→ **Exercises to complete**
(a) Answer these questions from the section on LegUp's hardware architecture:
(i) What does each C function correspond to in the hardware?
(ii) In the example call graph, which function is called by both a and b?
(iii) What two kinds of functions may LegUp decide to inline?
(b) Write a continuation of the section on LegUp's hardware architecture, starting after its last sentence.

→ **Text to read**

******************************

4. Hardware Architecture

This section describes the hardware architecture produced by LegUp.

4.1. Circuit Topology

Each C function corresponds to a hardware module in Verilog. For instance, if we have a software program with the following call graph:

_images/callgraph_new.pdf

where main calls a and b, which in turn call c and d. Notice that function c is called by both a and b. One way to create this system in hardware is to instantiate one module within another module, in a nested hierarchy, following how the functions are called in software:

_images/circuit_arch_nested.pdf

This architecture is employed by other HLS tools, but it can create an unnecessary replication of hardware. Notice how module c has to be created twice, since the function c is called from different parent functions. In LegUp, we instantiate all module at the same level of hierarchy, and automatically create the necessary interconnect to connect them together.

_images/circuit_arch_flat.pdf

This prevents modules from being unnecessarily replicated, saving area. The hardware system may also use a functional unit (denoted as FU in the figure), such as a floating-point unit, which is also created at the same level. This architecture also allows such units, which typically consume a lot of area, to be shared between different modules.

Note

For a small function, or for a function that is only called once in software, LegUp may decide to inline the function to improve performance. Thus you may not find all the software functions in the generated hardware.

******************************

→ **Recorded information**

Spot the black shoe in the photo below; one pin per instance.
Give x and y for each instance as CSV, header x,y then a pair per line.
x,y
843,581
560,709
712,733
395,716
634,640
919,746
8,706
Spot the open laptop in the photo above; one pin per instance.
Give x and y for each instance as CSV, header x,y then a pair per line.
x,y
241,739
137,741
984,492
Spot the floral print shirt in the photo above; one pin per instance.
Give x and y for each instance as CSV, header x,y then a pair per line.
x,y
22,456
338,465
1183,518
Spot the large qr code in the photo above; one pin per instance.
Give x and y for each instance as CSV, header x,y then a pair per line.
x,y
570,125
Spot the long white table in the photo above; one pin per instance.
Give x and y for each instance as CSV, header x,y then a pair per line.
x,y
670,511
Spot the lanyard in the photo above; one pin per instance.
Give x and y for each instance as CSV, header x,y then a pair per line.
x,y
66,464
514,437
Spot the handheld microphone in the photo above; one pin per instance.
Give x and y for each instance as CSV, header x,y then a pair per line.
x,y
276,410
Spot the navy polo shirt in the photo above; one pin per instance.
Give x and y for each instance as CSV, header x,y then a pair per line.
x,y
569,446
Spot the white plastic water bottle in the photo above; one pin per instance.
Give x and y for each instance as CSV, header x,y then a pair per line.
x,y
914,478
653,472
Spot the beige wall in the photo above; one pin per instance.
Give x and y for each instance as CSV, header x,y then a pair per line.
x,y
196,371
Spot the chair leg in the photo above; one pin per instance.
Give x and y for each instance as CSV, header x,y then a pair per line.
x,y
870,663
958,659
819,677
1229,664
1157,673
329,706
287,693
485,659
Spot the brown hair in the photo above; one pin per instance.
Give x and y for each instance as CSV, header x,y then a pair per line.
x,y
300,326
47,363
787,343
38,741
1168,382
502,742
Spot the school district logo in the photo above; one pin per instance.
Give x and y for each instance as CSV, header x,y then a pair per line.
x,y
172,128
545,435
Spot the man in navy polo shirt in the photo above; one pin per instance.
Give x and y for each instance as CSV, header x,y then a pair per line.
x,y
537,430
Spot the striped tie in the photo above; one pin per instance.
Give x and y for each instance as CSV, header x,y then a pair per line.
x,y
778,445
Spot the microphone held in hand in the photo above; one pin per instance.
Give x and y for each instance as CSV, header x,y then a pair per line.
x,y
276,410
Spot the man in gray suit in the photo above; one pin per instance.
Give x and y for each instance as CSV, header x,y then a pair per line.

******************************

→ **Responses per task**
(a)
(i) A hardware module in Verilog.
(ii) Function c.
(iii) A small function, or a function that is only called once in software.

(b)
4.1.1. Threaded Hardware Modules

When Pthreads/OpenMP are used in software, LegUp automatically compiles them to concurrently executing modules. This is synonymous to how multiple threads are compiled to execute on multiple processor cores in software. By default, each thread in software becomes an independent hardware module. For example, forking three threads of function a in software creates three concurrently executing instances of module a in hardware. In a processor-accelerator hybrid system, each thread is compiled to a concurrently executing hardware accelerator.

4.2. Memory Architecture

LegUp stores any arrays (local or global) and global variables in a memory. We describe below what type of memories they are, as well as where the memories are stored.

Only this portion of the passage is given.